**Goal A**
In the entries, switch "slender trunk" to "thin trunk" in everything from the line containing "the slender trunk." down to the line containing "[392,223,451,364]", changing nothing else.

**Text block**
__________________________________________________
2. Your pretending that “maybe Japan would have just surrendered without a large invasion” is a leap into the realm of let’s pretend; maybe such and such could have happened; – but you refused to do any speculating in Issue number 1, above. Not fair.
3. Acoording to Victor Davis Hanson, the Chinese were dying at a phenomenal rate because of continued Japanese occupation. If I recall correctly, they were dying at the rate of 250,000 per month. And the Japanese probably killed about 15 million total. It is difficult to gather much sympathy for a population that supported that kind of slaughter. Plus, your position that they were all brainwashed automatons doesn’t work – they never heard from the soldiers who came home what was happening? And if you insist on the point, are you willing to grant the same to the German population that allowed the extermination of the Jews? Are they totally innocent as well?
4. The very sad part of this is that people who take your position seem to have unlimited sympathy for Japanese children, while speaking not one word about the truly innocent Chinese, Burmese, Vietnamese, Korean, etc. children who were starved to death by the Japanese, used in experiments or just plain murdered. They continued to die every day the war went on. The critical thing about the war was that it be ended as soon as possible.
War is hell. But when an A-bomb saves millions of lives by finally shattering the Japanese war machine it was a very, very good thing. It was the Japanese who put us in a very bad position. They made it very clear they would go on killing Americans and everyone else in their grasp for as long as they could – only American might saved them from becoming one of the most brutal empires ever known.
How odd that it took 60 years – and the deaths of most of the generation who were alive at the time and who actually witnessed these events – for the brave academy to come out in opposition to the dropping of the bomb. And by selectively looking at the conflict from the side of the country that started the entire bloodbath.
RJR: I agree with all that Anonymous says, leaving aside some of the wording. The problem is that Anonymous must have been reading my earlier post, “Hiroshima-Nagasaki was Democide,” where I made the assertions to which Anonymous is apparently responding. He must have missed my reluctant change of mind to accept the bombing in my “Rethinking Hiroshima and Nagasaki”, and especially, my complete acceptance of the bombing, for many of the reasons Anonymous mentions, in “A Just Democide Doctrine?”
While agreeing with Anonymous, I want to be sure that everyone who reads this understands that what is implicitly involved here is a “Just Democide Doctrine. This is to say that under certain conditions, we are faced with the ugly choice of murdering hundreds of thousands of civilians as the lesser of two evils. I want this upfront and faced directly, for it is taken as a moral absolute that one does not commit genocide or democide.
Facing this virtually indigestible moral dilemma even further underlines and capitalizes the moral good of democracy. For as democratic freedom is universalized, then the wars in which such awful choices have to be made will never inflict humanity again.
__________________________________________________
Entries for bounding box labeling
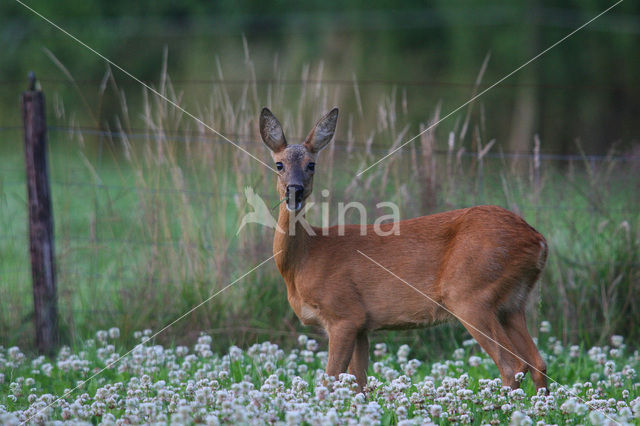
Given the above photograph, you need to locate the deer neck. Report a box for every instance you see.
[273,204,311,283]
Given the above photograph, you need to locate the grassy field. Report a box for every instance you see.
[0,65,640,424]
[0,68,640,355]
[0,322,640,425]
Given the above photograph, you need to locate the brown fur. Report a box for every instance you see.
[261,110,547,388]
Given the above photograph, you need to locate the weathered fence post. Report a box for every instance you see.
[22,72,58,355]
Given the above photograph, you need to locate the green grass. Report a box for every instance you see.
[0,331,640,424]
[0,68,640,356]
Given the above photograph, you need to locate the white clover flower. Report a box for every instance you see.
[298,334,309,347]
[589,410,605,426]
[510,410,533,426]
[373,343,387,358]
[540,321,551,333]
[398,345,411,362]
[109,327,120,339]
[453,348,464,359]
[468,355,482,367]
[429,404,442,417]
[611,334,624,348]
[306,339,318,352]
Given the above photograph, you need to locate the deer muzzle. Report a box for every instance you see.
[285,185,304,212]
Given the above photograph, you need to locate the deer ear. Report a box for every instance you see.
[304,108,338,154]
[260,108,287,152]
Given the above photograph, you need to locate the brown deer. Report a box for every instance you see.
[260,108,547,389]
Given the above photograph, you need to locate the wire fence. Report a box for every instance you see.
[0,89,640,346]
[0,126,640,162]
[0,78,640,91]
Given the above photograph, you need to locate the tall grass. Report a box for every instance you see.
[0,57,640,352]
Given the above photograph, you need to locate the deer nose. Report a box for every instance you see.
[285,185,304,211]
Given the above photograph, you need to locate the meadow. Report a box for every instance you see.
[0,321,640,425]
[0,61,640,424]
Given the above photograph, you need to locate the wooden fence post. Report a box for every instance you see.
[22,72,58,355]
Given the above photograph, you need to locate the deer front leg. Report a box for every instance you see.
[349,330,369,392]
[327,322,358,379]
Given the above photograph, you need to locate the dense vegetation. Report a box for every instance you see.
[0,0,640,154]
[0,322,640,426]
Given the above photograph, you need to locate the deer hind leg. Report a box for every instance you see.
[504,310,547,389]
[326,322,358,379]
[349,330,369,391]
[453,305,526,389]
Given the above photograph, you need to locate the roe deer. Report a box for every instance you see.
[260,108,547,389]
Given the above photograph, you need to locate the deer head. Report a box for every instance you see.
[260,108,338,211]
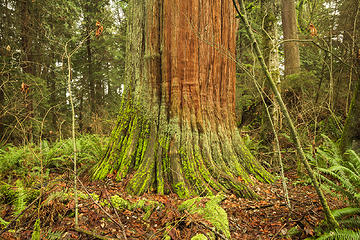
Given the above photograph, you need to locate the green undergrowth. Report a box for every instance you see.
[0,135,107,182]
[307,136,360,239]
[178,194,230,239]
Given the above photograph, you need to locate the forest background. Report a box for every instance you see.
[0,0,360,239]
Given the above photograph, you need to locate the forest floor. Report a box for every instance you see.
[0,171,343,240]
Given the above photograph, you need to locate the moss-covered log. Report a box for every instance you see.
[94,0,272,197]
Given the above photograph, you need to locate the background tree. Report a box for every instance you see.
[94,0,272,197]
[281,0,300,76]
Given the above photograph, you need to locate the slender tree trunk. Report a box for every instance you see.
[94,0,272,197]
[18,0,36,142]
[281,0,300,76]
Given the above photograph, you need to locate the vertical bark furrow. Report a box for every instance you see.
[94,0,272,197]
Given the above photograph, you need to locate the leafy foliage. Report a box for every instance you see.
[308,136,360,239]
[317,229,360,240]
[0,135,106,179]
[308,136,360,206]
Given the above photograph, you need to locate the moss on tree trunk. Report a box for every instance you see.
[94,0,272,198]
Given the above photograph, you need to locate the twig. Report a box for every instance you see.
[78,176,126,239]
[233,0,339,229]
[0,195,41,236]
[270,223,287,240]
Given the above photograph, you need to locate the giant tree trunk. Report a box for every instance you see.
[94,0,272,197]
[281,0,300,76]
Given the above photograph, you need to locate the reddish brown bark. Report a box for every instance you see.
[95,0,272,197]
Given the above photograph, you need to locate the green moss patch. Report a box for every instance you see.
[178,194,230,239]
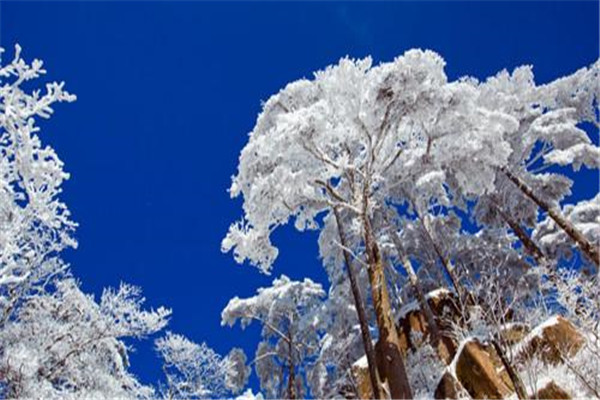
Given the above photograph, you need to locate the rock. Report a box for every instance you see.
[433,371,465,399]
[455,339,513,399]
[500,323,531,345]
[532,381,571,400]
[396,289,460,361]
[352,356,373,399]
[516,316,585,365]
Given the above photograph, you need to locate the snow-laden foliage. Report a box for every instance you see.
[222,50,518,272]
[156,332,249,399]
[0,46,77,320]
[532,194,600,268]
[0,279,170,399]
[221,275,325,398]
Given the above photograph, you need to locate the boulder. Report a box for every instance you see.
[433,371,465,399]
[500,322,531,345]
[532,381,571,400]
[516,316,585,365]
[396,289,460,361]
[453,339,513,399]
[352,356,373,399]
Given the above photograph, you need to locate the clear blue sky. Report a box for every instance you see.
[0,1,599,392]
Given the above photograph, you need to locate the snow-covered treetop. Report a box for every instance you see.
[222,50,598,273]
[156,332,247,399]
[0,279,170,399]
[0,45,77,290]
[532,194,600,266]
[221,275,325,332]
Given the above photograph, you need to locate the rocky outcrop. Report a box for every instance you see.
[532,381,571,400]
[453,339,513,399]
[500,322,531,345]
[515,316,585,365]
[352,356,373,399]
[397,289,460,361]
[433,371,465,399]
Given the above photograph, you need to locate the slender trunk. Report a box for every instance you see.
[492,339,528,400]
[363,211,412,399]
[495,203,558,284]
[333,208,382,399]
[495,204,547,265]
[421,217,462,297]
[287,333,296,399]
[392,223,451,364]
[500,167,600,267]
[402,256,452,364]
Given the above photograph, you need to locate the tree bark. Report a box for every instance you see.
[333,208,382,399]
[421,219,462,297]
[287,333,296,399]
[402,256,452,364]
[500,167,600,267]
[363,211,412,399]
[494,203,547,264]
[492,339,528,400]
__________________________________________________
**Goal B**
Reproduce word for word everything in the commentary from "Facing this virtually" down to "inflict humanity again.".

**Exercise solution A**
Given the above photograph, you need to locate the thin trunk. Report a box for every instance you see.
[492,339,528,400]
[363,211,412,399]
[495,203,558,284]
[333,208,382,399]
[495,204,547,265]
[421,217,462,297]
[287,333,296,399]
[392,223,451,364]

**Exercise solution B**
Facing this virtually indigestible moral dilemma even further underlines and capitalizes the moral good of democracy. For as democratic freedom is universalized, then the wars in which such awful choices have to be made will never inflict humanity again.